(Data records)
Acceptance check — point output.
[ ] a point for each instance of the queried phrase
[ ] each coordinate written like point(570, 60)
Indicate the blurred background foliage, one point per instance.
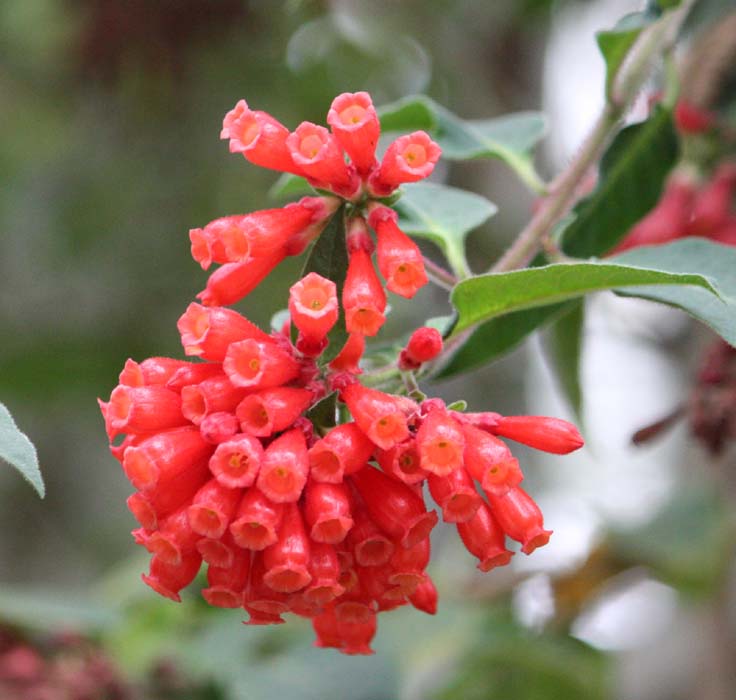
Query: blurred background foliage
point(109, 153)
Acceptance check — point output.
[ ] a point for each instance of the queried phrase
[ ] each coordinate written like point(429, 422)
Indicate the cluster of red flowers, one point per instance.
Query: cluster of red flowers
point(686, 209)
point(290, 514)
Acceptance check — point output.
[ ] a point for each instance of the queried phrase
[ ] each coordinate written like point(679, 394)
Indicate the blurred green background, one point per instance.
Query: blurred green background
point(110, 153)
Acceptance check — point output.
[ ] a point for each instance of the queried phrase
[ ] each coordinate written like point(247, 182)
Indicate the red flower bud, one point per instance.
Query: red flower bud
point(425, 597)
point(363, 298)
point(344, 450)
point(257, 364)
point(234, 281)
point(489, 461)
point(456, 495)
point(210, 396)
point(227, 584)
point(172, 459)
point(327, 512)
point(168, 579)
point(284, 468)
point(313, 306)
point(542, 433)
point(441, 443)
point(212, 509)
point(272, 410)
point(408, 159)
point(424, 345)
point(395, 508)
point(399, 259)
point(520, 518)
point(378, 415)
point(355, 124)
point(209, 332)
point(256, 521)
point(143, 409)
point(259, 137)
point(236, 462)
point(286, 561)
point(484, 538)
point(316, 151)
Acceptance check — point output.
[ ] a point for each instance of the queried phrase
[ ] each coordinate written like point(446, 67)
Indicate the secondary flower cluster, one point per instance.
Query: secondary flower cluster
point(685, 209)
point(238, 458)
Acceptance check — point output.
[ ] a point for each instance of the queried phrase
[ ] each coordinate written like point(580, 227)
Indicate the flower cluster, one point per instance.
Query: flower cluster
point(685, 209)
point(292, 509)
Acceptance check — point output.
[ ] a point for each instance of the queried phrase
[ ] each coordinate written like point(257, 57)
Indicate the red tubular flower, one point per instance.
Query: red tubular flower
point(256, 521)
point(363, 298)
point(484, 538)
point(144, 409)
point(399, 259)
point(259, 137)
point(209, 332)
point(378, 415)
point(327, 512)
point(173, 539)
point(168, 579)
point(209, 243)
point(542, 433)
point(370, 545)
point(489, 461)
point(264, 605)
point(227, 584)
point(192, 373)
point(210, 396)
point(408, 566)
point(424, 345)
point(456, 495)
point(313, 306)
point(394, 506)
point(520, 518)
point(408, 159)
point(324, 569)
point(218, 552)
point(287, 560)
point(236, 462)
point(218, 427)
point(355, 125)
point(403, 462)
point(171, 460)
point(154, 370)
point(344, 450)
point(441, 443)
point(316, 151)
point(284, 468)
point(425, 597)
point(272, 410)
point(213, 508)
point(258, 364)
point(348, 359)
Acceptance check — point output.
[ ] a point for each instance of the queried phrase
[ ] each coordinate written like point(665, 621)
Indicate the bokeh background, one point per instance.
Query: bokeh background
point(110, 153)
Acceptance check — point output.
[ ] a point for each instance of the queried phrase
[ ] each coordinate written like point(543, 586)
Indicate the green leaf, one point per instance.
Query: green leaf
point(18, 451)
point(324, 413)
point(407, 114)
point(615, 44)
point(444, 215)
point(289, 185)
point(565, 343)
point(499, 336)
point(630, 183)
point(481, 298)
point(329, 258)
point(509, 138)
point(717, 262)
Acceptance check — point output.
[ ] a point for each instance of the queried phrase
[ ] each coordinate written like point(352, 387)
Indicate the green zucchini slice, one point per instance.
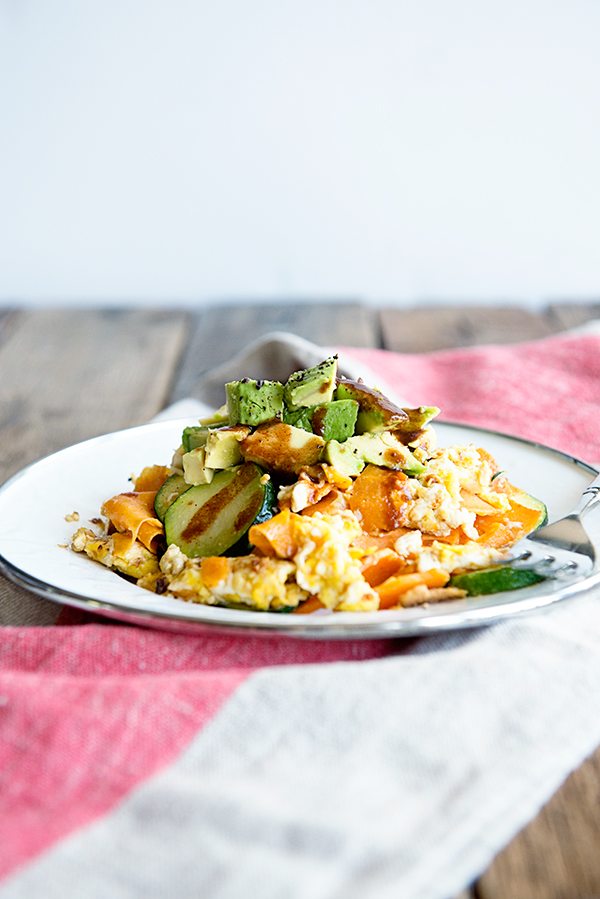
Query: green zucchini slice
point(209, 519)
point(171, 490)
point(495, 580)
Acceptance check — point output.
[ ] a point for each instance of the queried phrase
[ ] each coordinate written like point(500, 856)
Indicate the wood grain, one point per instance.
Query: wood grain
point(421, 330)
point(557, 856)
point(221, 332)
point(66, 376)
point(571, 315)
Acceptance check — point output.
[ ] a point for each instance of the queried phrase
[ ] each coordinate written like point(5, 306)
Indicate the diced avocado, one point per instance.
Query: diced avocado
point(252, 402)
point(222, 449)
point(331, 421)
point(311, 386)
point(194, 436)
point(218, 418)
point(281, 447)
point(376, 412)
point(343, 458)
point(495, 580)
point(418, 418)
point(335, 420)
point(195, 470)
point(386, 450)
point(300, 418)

- **TASK TO COMPLETE**:
Out of the entries, pull every line that mentions "like".

- **YOUR SOLUTION**:
[ ] each coordinate written like point(570, 60)
[ ] each coordinate written like point(429, 422)
[ ] each coordinate written like point(679, 394)
[ ] each coordinate written like point(247, 182)
[ ] each coordinate written like point(446, 67)
[ ] each coordinate written like point(580, 227)
[ ] each coordinate written like point(257, 57)
[ ] each coordinate written like point(665, 621)
[ ] each coordinate written like point(543, 586)
[ ] each coordinate written like point(352, 387)
[ ] each coordinate written like point(500, 856)
[ ] each coordinate written like point(5, 306)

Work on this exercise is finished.